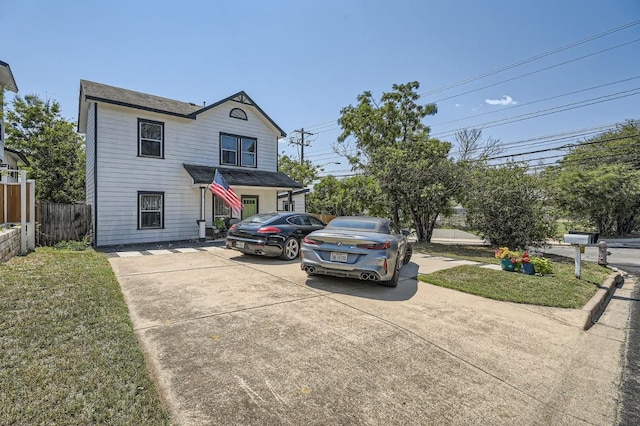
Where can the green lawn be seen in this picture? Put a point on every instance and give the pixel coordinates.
(562, 289)
(68, 352)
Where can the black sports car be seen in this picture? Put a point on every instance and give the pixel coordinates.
(272, 234)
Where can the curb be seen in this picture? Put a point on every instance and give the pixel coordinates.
(599, 301)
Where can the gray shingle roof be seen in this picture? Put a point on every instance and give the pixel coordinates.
(6, 78)
(241, 177)
(130, 98)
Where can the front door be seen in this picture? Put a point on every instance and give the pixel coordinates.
(250, 204)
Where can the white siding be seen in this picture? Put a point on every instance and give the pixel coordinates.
(121, 173)
(90, 154)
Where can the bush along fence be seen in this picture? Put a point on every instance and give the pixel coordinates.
(62, 222)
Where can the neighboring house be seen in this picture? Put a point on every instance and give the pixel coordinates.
(9, 158)
(9, 83)
(150, 161)
(295, 203)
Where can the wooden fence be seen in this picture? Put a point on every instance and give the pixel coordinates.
(12, 191)
(62, 222)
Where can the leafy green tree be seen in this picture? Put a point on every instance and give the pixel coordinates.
(392, 145)
(357, 195)
(507, 206)
(55, 151)
(599, 181)
(304, 172)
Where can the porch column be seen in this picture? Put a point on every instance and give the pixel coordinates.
(202, 232)
(31, 227)
(23, 212)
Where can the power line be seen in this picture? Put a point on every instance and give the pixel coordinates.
(536, 101)
(515, 64)
(531, 59)
(301, 142)
(548, 111)
(537, 71)
(539, 151)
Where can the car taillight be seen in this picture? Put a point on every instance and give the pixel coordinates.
(308, 240)
(269, 230)
(381, 246)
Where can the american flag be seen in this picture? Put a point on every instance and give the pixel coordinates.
(221, 188)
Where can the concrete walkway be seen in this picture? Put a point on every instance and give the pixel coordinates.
(245, 340)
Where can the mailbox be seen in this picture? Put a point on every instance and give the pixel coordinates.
(593, 236)
(578, 239)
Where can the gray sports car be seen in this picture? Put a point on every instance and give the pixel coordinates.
(356, 247)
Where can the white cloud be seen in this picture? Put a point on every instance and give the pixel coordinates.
(506, 100)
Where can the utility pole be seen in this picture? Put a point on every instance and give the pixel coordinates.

☆ ☆ ☆ ☆ ☆

◆ Exercise details: Rewrite every one of the records above, replacing "pixel coordinates" with "image coordinates" wherever it occurs and keeping all other wording unchanged. Omit the pictures from your answer.

◆ Task solution:
Where can the green lawn be seen in this picture? Put a point on every instance and give the image coordinates.
(562, 289)
(68, 352)
Where can the black sports car be seen in this picture? Put a point on every instance and give the image coordinates.
(272, 234)
Where can the curb be seen in this picture? Put a point on every instance and give the image coordinates.
(599, 301)
Where can the gray shingle roof be seen in this picture? Put a point on every instance and give the image coordinates.
(6, 78)
(241, 177)
(130, 98)
Where can the front door be seen in this picture? Put a point on every instance and give the image coordinates.
(250, 204)
Where can the white siding be seen in this picture? Put a point on every instance and give the image coordinates.
(121, 173)
(90, 154)
Where can the bush along fence be seen in this picture? Put a point on every instance and give the image coordinates.
(62, 222)
Where can the neighboring house be seen in this picture? Put a point on every instance and give the image coordinates.
(9, 158)
(9, 83)
(150, 161)
(295, 203)
Where can the wooden fence be seen in this picture? Put a point on every instance and give the image coordinates.
(12, 191)
(62, 222)
Where can the leafy green tree be seen in this picture? Put a point on every instance and give the image coordinates.
(392, 145)
(357, 195)
(507, 206)
(55, 151)
(599, 181)
(304, 172)
Where can the porch column be seen in this picture? Put a point on every instance and give the image coordinates.
(202, 232)
(31, 227)
(23, 212)
Where can the power line be seen in this picture? Put a point on every instance and give the image coordinates.
(536, 101)
(515, 64)
(531, 59)
(301, 142)
(548, 111)
(537, 71)
(539, 151)
Where can the car taillight be seen in this picture? Put a point on every instance and give the image coordinates.
(308, 240)
(269, 230)
(381, 246)
Where can the american flag be seen in this picture? Put a point on every instance and give the image coordinates.
(221, 188)
Where can the concrete walkway be seen in this picture? Put a point on every instance and give the image coordinates.
(245, 340)
Where can the mailbox be seen in this picture? Put a point on every instance and give the image coordinates.
(593, 236)
(578, 239)
Where can the gray sports car be seen in this picture? Put a point on every instance and give the image coordinates.
(356, 247)
Where can the white cloud be seen in this picture? Put a point on every instance and give the image coordinates.
(506, 100)
Where can the utility pole be seen in this picture? Put a point on every instance and give the image coordinates.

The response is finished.